**Okuma metni**
= = = =
Paris’te Fransız Tenis Federasyonu Müzesi’ndeki ‘Bedri Baykam’ın Hayali Roland Garros’ sergisi için teklif nasıl geldi?

Biliyorsunuz ben önce çocuk ressam, sonra 70’li yıllarda tenisçi Bedri Baykam idim. O zamanlar Türkiye’nin en iyi takımı TED’in A takımında 12 yıl oynadım. Sonra ressam oldum. Roland-Garros’u 76’dan beri takip ediyordum. Böyle bir tenis sergisini Roland Garros için hazırlamak benim kafamda hep yeşeriyordu. Tohum kendi başına atılıp büyümüştü, gelişmişti, nereye gittiğini biliyordum o serginin kafamda. Geçen yıl Paris Pinacotheque Müzesi’de ‘Edvard Munch’a Saygı’ sergisinin açılışına Fransız Tenis Federasyonu’nun başkanı Jean Gachassin de gelmişti. Ona kafamdaki sergiyi anlattım, kabul etti.
= = = =
**Kayıtlı veriler**

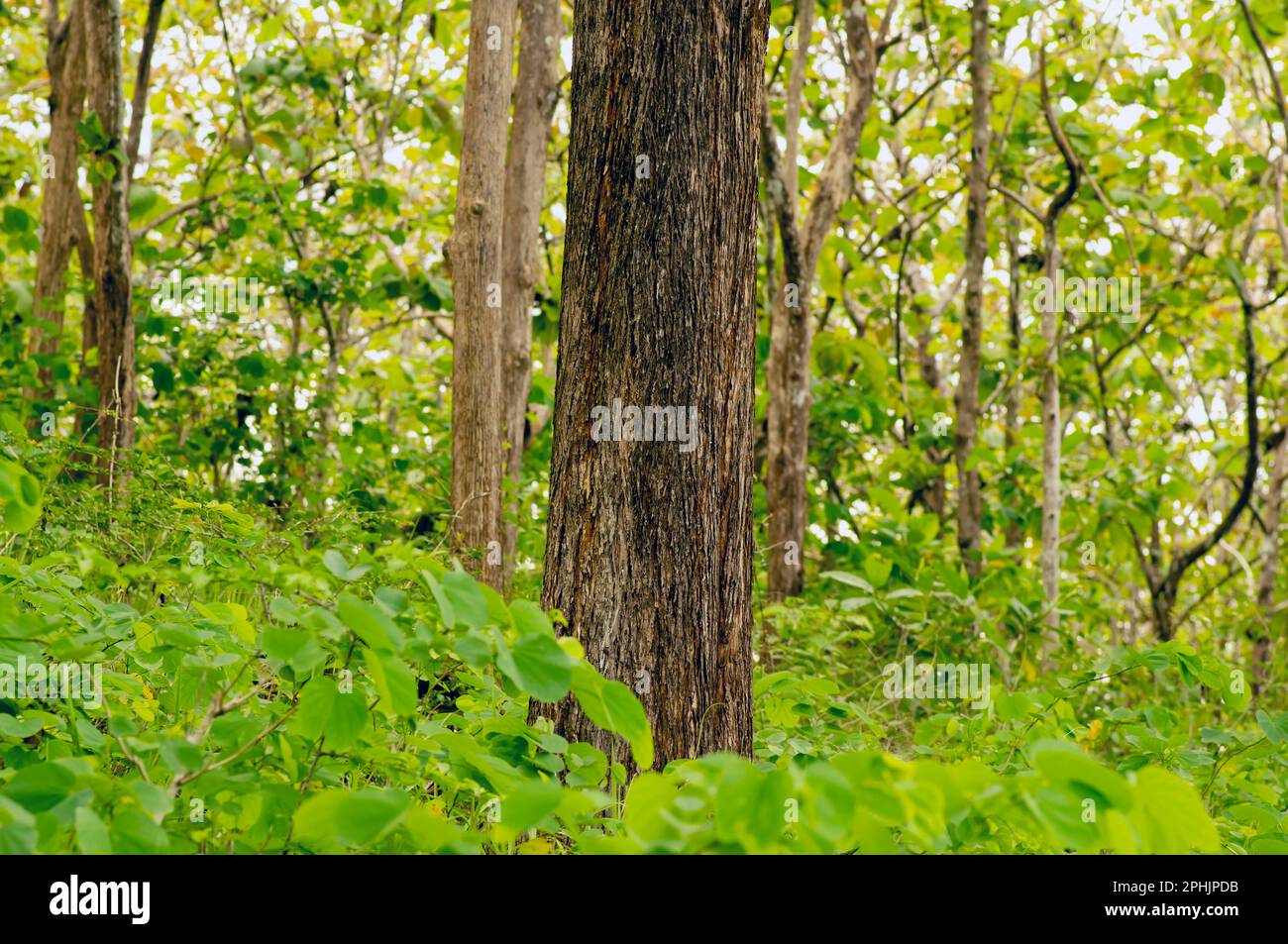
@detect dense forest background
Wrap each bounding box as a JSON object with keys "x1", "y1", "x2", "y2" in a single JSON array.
[{"x1": 0, "y1": 0, "x2": 1288, "y2": 854}]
= = = =
**Görev tanımı**
Okuma metninde "Biliyorsunuz ben önce" sözlerinden "anlattım, kabul etti." sözlerine kadar uzanan kısmı hiç değiştirmeden geri verin. Kayıtlı verilere ihtiyaç duyulmamaktadır.

**Alıştırma çıktısı**
Biliyorsunuz ben önce çocuk ressam, sonra 70’li yıllarda tenisçi Bedri Baykam idim. O zamanlar Türkiye’nin en iyi takımı TED’in A takımında 12 yıl oynadım. Sonra ressam oldum. Roland-Garros’u 76’dan beri takip ediyordum. Böyle bir tenis sergisini Roland Garros için hazırlamak benim kafamda hep yeşeriyordu. Tohum kendi başına atılıp büyümüştü, gelişmişti, nereye gittiğini biliyordum o serginin kafamda. Geçen yıl Paris Pinacotheque Müzesi’de ‘Edvard Munch’a Saygı’ sergisinin açılışına Fransız Tenis Federasyonu’nun başkanı Jean Gachassin de gelmişti. Ona kafamdaki sergiyi anlattım, kabul etti.